── ТЕКСТ

Но не тем холодным сном могилы…
Я б желал навеки так заснуть,
Чтоб в груди дремали жизни силы,
Чтоб, дыша, вздымалась тихо грудь…
Что это за странность – жить одним только дыханием? Где дано человеку так неподвижно спать, если не в могиле? Да в колыбели! Это младенец так живет – безмятежно, во сне, одним лишь дыханием. Вот лежит он в своей постельке, грудь чуть вздымается и опадает, вырисовывая ребрышки, а все тельце неподвижно, словно не желает участвовать в многотрудной жизни: ни погоней, ни бегством, ни одинокой ходьбой по пустынной дороге – ничем, кроме тихой радости дыхания. И дальше:
Чтоб всю ночь, весь день мой слух лелея,
Про любовь мне сладкий голос пел,
Надо мной чтоб, вечно зеленея,
Темный дуб склонялся и шумел.
Тут все колыбельно, все представимо лишь через младенца: ему, лежащему в колыбели, колыбельную и поют, лелея слух любовным напевом (как у самого же Лермонтова в другом стихотворении: «Спи, младенец мой прекрасный, баюшки-баю»). А дуб, склоняющийся и шумящий, – ведь это голос того же ветра, поднебесного дыхания, которое частичкой своей замкнуто и в человеческой груди. И как щедро дышит дерево, даря человеку все, чем он жив! Так что лежать под вечно зеленеющим дубом – это прильнуть легкими к легким, встретить вдохом чистейший кислородный выдох, найти для себя неиссякающий источник дыхания, жизни безбольной и безбрежной, как сам воздух. Так все смыкается у Лермонтова в прекраснейшую утопию, прообраз которой – колыбель.

────
── ИСХОДНЫЕ ДАННЫЕ

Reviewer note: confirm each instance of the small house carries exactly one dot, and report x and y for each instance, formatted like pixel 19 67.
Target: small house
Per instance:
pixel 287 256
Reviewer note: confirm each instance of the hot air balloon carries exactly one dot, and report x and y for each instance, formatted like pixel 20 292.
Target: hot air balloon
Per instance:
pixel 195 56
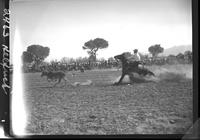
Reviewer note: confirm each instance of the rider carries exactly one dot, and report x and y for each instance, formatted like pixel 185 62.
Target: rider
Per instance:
pixel 135 57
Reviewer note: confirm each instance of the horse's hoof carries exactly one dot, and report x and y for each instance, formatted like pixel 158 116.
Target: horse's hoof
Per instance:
pixel 115 84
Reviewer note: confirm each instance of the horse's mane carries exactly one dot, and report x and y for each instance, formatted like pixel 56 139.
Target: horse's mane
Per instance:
pixel 126 55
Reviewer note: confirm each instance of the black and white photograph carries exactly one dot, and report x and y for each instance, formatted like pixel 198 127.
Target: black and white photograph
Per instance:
pixel 101 67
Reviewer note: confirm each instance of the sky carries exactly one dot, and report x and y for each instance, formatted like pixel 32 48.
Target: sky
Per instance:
pixel 65 25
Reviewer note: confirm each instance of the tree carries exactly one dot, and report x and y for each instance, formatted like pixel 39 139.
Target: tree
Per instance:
pixel 188 56
pixel 155 50
pixel 93 46
pixel 36 54
pixel 27 57
pixel 39 52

────

**ЗАДАНИЯ**
1. Объясните в одном–трех предложениях, почему, согласно тексту о стихотворении Лермонтова, лежать под вечно зеленеющим дубом значит «прильнуть легкими к легким».
2. Продолжите текст о стихотворении Лермонтова, начав сразу после его последнего предложения.

**ОТВЕТЫ К ЗАДАНИЯМ**
1. Шум дуба — это голос того же ветра, поднебесного дыхания, частица которого замкнута и в человеческой груди. Дерево щедро дышит, даря человеку все, чем он жив. Поэтому человек под ним встречает вдохом чистейший кислородный выдох и находит неиссякающий источник дыхания.

2.
А вот и реальное воплощение этой картины: детская коляска стоит у нас в саду, под шелестящей листвой. Оля спит, я сижу рядом и, стоит ей встрепенуться, чуть покачиваю коляску, что-то мычу или мурлычу, чтобы она и дальше так же ровно дышала. Именно так, как описано в стихотворении, она и прожила на даче больше месяца, с августа по сентябрь, только не под дубом, а под яблоней, да и голос, певший ей о любви, не так уж был сладкозвучен.
Я всегда любил это стихотворение Лермонтова, но плохо понимал его последние строки: они мне казались смутными и значительно уступающими началу где пронзают боль и одиночество взрослого человека, бредущего пустынной дорогой, чуждого всему мирозданию. Таким я, наверно, и был, пока не очутился в этом саду, где все только дышит и сливаются все дыхания: ветра, дерева и младенца.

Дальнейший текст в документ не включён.